**Instructions for the task**
When you transcribe the listing that follows, keep every line exact and omit the pictures.

----

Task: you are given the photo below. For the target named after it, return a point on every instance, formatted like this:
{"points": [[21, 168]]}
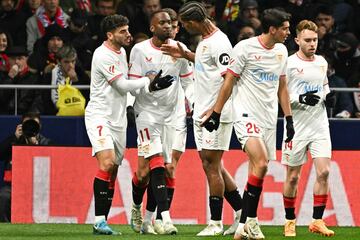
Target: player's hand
{"points": [[290, 131], [210, 120], [330, 100], [159, 82], [309, 98], [175, 51], [18, 131], [130, 115]]}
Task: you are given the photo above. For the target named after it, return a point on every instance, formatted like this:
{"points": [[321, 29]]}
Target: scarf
{"points": [[43, 20], [57, 78]]}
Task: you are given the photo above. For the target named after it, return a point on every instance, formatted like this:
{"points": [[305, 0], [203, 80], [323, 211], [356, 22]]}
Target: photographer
{"points": [[26, 133]]}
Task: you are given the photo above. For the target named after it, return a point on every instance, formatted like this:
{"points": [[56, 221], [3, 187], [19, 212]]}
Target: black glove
{"points": [[130, 114], [330, 100], [160, 82], [213, 122], [290, 131], [309, 98]]}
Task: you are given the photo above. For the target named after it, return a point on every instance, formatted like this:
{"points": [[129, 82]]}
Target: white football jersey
{"points": [[158, 106], [211, 61], [105, 101], [310, 122], [258, 70]]}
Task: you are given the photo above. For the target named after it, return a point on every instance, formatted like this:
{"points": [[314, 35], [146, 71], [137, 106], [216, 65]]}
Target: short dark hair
{"points": [[274, 17], [111, 22], [31, 115], [193, 11]]}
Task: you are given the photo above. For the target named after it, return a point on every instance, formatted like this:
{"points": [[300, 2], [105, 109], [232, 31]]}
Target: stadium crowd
{"points": [[35, 30]]}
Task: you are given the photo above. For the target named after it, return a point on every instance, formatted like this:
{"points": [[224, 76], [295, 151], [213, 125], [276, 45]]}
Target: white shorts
{"points": [[215, 140], [294, 153], [247, 127], [155, 139], [103, 138]]}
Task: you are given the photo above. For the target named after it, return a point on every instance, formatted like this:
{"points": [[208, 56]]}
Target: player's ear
{"points": [[152, 28]]}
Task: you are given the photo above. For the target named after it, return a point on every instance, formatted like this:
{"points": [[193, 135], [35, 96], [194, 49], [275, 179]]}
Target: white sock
{"points": [[148, 216], [166, 216], [99, 218]]}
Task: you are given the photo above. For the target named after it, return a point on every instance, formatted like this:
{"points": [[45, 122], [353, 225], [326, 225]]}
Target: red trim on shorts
{"points": [[7, 176], [289, 202], [157, 162], [112, 184], [255, 181], [320, 200], [134, 75], [233, 73], [114, 78], [102, 175], [170, 182], [186, 75]]}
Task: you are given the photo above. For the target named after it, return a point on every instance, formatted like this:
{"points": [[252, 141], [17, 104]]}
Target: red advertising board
{"points": [[54, 184]]}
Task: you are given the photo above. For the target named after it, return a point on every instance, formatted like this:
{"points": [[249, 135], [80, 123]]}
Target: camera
{"points": [[30, 128]]}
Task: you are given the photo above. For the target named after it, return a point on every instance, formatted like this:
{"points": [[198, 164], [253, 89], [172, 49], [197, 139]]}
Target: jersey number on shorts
{"points": [[146, 130], [251, 128], [288, 145], [100, 129]]}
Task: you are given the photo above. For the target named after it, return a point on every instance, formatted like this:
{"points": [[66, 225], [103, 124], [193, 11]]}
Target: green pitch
{"points": [[78, 231]]}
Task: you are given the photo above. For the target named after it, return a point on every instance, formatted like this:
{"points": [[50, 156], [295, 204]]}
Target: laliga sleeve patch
{"points": [[224, 59]]}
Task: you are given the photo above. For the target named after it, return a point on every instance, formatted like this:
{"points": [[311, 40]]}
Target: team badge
{"points": [[224, 59]]}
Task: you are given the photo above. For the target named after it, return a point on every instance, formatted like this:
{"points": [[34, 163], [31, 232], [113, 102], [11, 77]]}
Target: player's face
{"points": [[174, 29], [281, 33], [190, 27], [120, 37], [307, 41], [161, 26]]}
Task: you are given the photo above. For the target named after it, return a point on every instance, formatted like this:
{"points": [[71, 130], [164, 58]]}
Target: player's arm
{"points": [[177, 51]]}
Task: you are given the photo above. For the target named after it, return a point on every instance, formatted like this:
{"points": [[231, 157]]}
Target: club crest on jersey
{"points": [[224, 59], [112, 69], [300, 71]]}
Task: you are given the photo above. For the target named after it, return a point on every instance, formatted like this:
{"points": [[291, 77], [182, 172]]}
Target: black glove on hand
{"points": [[213, 122], [309, 98], [160, 82], [330, 100], [290, 131], [130, 114]]}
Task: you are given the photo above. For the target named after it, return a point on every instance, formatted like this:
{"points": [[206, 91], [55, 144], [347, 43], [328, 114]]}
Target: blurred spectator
{"points": [[66, 67], [43, 60], [245, 31], [103, 8], [27, 99], [26, 133], [138, 13], [79, 37], [5, 42], [46, 15], [344, 105], [29, 7], [347, 58], [326, 30], [13, 22]]}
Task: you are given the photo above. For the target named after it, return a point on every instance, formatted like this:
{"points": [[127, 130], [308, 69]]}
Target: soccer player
{"points": [[155, 117], [256, 78], [105, 116], [309, 95], [211, 60]]}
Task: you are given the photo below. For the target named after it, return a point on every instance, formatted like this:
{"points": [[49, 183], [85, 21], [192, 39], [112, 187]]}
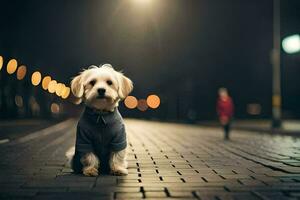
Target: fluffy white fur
{"points": [[85, 87]]}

----

**Output of the task**
Task: you are given the photo below. For the target named after it, return a point on every instance, formatted like this:
{"points": [[21, 168]]}
Target: player's hand
{"points": [[290, 131], [210, 120], [330, 100], [159, 82], [309, 98], [175, 51], [18, 131], [130, 115]]}
Task: you are given the photo above. For the target named after it, return a point on every instance, formatted like this:
{"points": [[321, 29]]}
Target: scarf
{"points": [[43, 20], [57, 78]]}
Task: you are given the photo above. For the target named after it, return a point on every instance, formatted like this:
{"points": [[305, 0], [203, 80], [323, 211], [356, 22]]}
Target: photographer
{"points": [[26, 133]]}
Task: you are given the photo above. For the target named after it, return a point on every instance, formatted like this:
{"points": [[56, 221], [3, 187], [19, 212]]}
Target: black glove
{"points": [[130, 114], [330, 100], [160, 82], [213, 122], [290, 131], [309, 98]]}
Task: you are given the photo above. For the target named after it, return a point on every instance, formatted like this:
{"points": [[129, 82]]}
Target: white football jersey
{"points": [[158, 106], [211, 61], [105, 101], [310, 122], [258, 70]]}
Task: you are given the photo above. For the target named after it, return a point on every instance, formatted like this:
{"points": [[314, 35], [146, 71], [137, 106], [216, 65]]}
Target: short dark hair
{"points": [[274, 17], [111, 22], [31, 115], [193, 11]]}
Task: you are given the photo above. For the target named after it, return a point on every instance, formatted like this:
{"points": [[300, 2], [105, 109], [232, 31]]}
Target: stadium crowd
{"points": [[35, 30]]}
Task: you are given the photo above. For the target named after it, return a point on every instance, formatted like this:
{"points": [[224, 76], [295, 151], [213, 125], [276, 45]]}
Target: white shorts
{"points": [[215, 140], [294, 153], [247, 127], [155, 139], [103, 138]]}
Task: you are given the photo above. For the target named after it, return a point on every instance, formatted like this:
{"points": [[208, 56]]}
Target: player's ear
{"points": [[152, 28]]}
Task: you are given the photo above. For the target named after it, return a point on every instance, formatted like this:
{"points": [[193, 135], [35, 96], [194, 49], [275, 179]]}
Target: white sock
{"points": [[148, 216], [166, 216], [99, 218]]}
Task: you are given the photo above. For the target named after it, return a point on every instance, formatted like this:
{"points": [[45, 122], [353, 225], [326, 225]]}
Target: red trim on shorts
{"points": [[7, 176], [289, 202], [157, 162], [112, 184], [255, 181], [320, 200], [134, 75], [233, 73], [114, 78], [102, 175], [170, 182], [186, 75]]}
Task: you are given the photo above. For the target named after it, return a point on every instance, formatted like this:
{"points": [[252, 141], [17, 104]]}
Target: red advertising board
{"points": [[54, 184]]}
Task: you are given the photo above. For the target named after it, return a point on every instance, formatted like this:
{"points": [[249, 135], [80, 123]]}
Target: camera
{"points": [[30, 128]]}
Task: you are given the photo above. For the target named after it, return a point on every instance, formatted like this:
{"points": [[198, 164], [253, 89], [172, 49], [197, 139]]}
Target: jersey number on shorts
{"points": [[146, 130], [251, 128], [288, 145], [100, 129]]}
Task: you are given the photo above. For the target named after it, return a point on every instance, formatted like this:
{"points": [[66, 225], [103, 124], [193, 11]]}
Target: green pitch
{"points": [[78, 231]]}
Task: you are given the photo above. For the target named after it, return a point on every instance, formatted like this:
{"points": [[50, 156], [295, 204]]}
Target: laliga sleeve patch
{"points": [[224, 59]]}
Task: you are given the photo above. For the target named after it, return a point on every instance, formatted like this:
{"points": [[311, 40]]}
Target: team badge
{"points": [[224, 59]]}
Task: you are given the photo above. For the target named after it, return a point on every instance, formatted like this:
{"points": [[34, 163], [31, 232], [113, 102], [11, 77]]}
Target: player's face
{"points": [[174, 29], [281, 33], [190, 27], [120, 37], [307, 41], [161, 26]]}
Task: you are given the photo above. For the target named after it, return a point on every instance, formatted like this:
{"points": [[71, 130], [164, 58]]}
Target: player's arm
{"points": [[177, 51]]}
Task: you are given the photo above. For the target named after it, return a point on every instance, formatted like this:
{"points": [[231, 157]]}
Target: club crest on jersey
{"points": [[224, 59], [112, 69], [300, 71]]}
Task: you are given the photo above. For the target named after it, return a point on every instance, formatted like this:
{"points": [[291, 77], [182, 172]]}
Target: black glove on hand
{"points": [[213, 122], [309, 98], [160, 82], [330, 100], [290, 131], [130, 114]]}
Task: you are given the photo above. For the target named after it, return a point on every instance, formatted like this:
{"points": [[206, 91], [55, 144], [347, 43], [328, 114]]}
Target: blurred spectator
{"points": [[66, 67], [43, 60], [245, 31], [103, 8], [27, 99], [26, 133], [138, 13], [79, 37], [5, 42], [46, 15], [344, 105], [29, 7], [347, 58], [326, 30], [13, 22]]}
Task: you are given the photo above. For the target named after it, return a point on every instance, formatted like this:
{"points": [[127, 130], [308, 69]]}
Target: soccer player
{"points": [[155, 117], [256, 78], [105, 116], [309, 95], [211, 60]]}
Task: you are given the photo below. For the target named after it, return a point on every instance, formatted like this:
{"points": [[49, 183], [85, 21], [192, 39], [112, 187]]}
Target: fluffy white fur
{"points": [[85, 87]]}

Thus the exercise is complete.